Give the lines again exactly, from the one holding "Target: blurred green foliage" to the last line of the listing below, both ends included and nothing added.

--- BEGIN TASK MATERIAL ---

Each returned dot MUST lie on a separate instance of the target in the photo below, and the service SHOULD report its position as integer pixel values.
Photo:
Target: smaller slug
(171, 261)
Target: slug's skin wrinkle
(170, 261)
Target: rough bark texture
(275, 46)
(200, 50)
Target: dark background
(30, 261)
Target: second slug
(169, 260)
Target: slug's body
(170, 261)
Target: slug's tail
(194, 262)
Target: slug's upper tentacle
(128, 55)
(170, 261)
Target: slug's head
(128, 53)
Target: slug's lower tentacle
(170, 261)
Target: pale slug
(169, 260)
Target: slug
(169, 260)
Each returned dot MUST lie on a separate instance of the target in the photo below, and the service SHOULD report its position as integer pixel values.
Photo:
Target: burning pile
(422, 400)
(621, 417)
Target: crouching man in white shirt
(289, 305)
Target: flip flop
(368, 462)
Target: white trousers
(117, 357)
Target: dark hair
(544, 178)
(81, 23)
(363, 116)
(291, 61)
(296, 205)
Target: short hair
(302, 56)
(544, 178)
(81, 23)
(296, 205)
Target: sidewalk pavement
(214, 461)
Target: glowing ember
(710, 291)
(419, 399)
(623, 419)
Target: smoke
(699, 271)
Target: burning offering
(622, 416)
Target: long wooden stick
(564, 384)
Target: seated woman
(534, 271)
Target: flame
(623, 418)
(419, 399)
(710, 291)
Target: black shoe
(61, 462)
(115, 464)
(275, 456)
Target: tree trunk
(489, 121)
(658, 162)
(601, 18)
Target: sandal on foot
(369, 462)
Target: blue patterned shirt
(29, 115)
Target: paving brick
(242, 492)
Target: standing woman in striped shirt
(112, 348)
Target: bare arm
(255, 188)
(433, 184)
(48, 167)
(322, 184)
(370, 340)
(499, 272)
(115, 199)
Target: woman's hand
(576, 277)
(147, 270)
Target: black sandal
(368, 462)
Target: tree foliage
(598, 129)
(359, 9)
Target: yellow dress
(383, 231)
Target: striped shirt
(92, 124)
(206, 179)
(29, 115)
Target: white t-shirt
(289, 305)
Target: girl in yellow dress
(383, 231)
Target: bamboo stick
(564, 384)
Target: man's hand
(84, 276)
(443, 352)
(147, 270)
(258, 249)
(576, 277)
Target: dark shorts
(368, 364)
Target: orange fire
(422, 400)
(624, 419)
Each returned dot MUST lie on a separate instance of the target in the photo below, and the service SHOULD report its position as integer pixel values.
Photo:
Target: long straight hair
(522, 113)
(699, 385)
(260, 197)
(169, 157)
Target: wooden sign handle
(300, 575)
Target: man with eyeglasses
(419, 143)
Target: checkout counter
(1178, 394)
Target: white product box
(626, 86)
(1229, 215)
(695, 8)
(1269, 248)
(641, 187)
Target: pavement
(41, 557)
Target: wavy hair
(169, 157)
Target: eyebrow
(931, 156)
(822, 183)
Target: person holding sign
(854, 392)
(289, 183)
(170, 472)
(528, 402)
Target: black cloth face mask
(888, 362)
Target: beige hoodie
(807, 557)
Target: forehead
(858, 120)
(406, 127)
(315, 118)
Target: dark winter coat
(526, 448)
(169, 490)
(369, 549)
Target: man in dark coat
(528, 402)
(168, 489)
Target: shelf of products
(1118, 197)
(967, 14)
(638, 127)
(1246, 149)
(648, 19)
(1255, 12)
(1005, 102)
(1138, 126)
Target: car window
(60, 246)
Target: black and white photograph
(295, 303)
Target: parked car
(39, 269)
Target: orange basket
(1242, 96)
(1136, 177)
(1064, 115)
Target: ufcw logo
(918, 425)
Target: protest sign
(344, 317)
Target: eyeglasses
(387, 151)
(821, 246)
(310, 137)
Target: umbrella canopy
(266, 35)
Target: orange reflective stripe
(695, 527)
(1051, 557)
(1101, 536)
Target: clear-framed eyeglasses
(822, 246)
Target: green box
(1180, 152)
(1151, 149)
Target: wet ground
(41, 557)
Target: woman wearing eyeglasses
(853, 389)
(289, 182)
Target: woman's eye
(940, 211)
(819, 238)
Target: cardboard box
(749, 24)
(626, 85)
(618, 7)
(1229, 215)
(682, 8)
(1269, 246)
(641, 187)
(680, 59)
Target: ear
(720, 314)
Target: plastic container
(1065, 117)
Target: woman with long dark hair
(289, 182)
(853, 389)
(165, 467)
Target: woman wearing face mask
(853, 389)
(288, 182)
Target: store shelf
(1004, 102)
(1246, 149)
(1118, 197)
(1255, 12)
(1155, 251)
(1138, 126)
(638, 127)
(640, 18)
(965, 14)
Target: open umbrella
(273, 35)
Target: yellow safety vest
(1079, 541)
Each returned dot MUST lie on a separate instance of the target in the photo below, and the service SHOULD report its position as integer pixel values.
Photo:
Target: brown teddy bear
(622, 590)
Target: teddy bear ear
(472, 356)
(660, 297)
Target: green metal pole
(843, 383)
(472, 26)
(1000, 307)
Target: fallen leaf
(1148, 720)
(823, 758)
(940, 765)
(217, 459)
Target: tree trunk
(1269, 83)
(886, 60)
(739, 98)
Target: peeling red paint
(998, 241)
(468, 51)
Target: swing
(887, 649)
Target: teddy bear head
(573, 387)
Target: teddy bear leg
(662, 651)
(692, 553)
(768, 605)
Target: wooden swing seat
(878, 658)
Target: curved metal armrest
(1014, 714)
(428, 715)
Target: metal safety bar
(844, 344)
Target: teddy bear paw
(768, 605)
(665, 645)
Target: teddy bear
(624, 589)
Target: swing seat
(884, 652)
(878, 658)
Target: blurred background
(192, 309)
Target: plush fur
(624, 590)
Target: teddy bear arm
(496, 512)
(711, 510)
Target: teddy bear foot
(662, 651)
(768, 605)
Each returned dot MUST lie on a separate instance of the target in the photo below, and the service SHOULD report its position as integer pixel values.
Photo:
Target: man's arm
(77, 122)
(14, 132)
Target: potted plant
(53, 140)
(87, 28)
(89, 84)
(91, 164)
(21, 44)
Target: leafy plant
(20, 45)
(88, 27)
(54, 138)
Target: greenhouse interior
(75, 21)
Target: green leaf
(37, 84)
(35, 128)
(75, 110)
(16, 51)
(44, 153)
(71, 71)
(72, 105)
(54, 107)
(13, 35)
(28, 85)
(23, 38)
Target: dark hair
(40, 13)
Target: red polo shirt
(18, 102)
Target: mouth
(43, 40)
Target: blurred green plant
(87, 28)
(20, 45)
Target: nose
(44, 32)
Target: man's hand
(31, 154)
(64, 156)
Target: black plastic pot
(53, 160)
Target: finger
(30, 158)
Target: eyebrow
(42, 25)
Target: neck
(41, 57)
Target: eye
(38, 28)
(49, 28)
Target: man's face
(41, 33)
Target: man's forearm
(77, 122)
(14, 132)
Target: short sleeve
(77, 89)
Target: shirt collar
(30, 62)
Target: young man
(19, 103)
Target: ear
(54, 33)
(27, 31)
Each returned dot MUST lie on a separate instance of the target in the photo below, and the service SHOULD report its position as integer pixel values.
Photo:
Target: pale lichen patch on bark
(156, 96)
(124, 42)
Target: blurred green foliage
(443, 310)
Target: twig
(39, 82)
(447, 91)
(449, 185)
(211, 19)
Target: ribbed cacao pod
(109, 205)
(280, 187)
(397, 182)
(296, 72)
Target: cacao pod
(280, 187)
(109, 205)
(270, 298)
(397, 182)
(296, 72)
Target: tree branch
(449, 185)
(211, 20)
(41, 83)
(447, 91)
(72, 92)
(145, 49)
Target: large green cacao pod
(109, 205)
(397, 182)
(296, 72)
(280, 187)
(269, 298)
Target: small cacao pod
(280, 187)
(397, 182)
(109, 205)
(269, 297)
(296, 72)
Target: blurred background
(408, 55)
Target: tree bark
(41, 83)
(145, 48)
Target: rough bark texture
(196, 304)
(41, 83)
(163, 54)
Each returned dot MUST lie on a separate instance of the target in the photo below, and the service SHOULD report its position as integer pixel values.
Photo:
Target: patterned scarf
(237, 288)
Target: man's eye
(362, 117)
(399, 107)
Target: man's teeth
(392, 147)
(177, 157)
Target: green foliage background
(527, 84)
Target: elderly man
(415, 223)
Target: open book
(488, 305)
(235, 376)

--- END TASK MATERIAL ---

> _COMPLETE OUTPUT_
Target: blurred green foliage
(443, 310)
Target: twig
(39, 82)
(447, 91)
(449, 185)
(211, 19)
Target: ribbed cacao pod
(109, 205)
(280, 187)
(397, 182)
(296, 72)
Target: cacao pod
(280, 187)
(109, 205)
(270, 298)
(397, 182)
(296, 72)
Target: tree branch
(449, 185)
(211, 20)
(41, 83)
(447, 91)
(72, 92)
(145, 49)
Target: large green cacao pod
(109, 205)
(397, 182)
(296, 72)
(280, 187)
(269, 298)
Target: small cacao pod
(280, 187)
(397, 182)
(109, 205)
(269, 297)
(296, 72)
Target: blurred background
(408, 55)
Target: tree bark
(41, 83)
(145, 48)
Target: rough bark texture
(196, 304)
(41, 83)
(163, 54)
Each returned dot MUST lie on a separate instance of the target in the photo below, and the service SHOULD report its position as integer pixel values.
Photo:
Target: patterned scarf
(237, 288)
Target: man's eye
(362, 117)
(399, 107)
Target: man's teeth
(392, 147)
(177, 157)
Target: green foliage background
(527, 84)
Target: elderly man
(415, 223)
Target: open book
(488, 305)
(235, 376)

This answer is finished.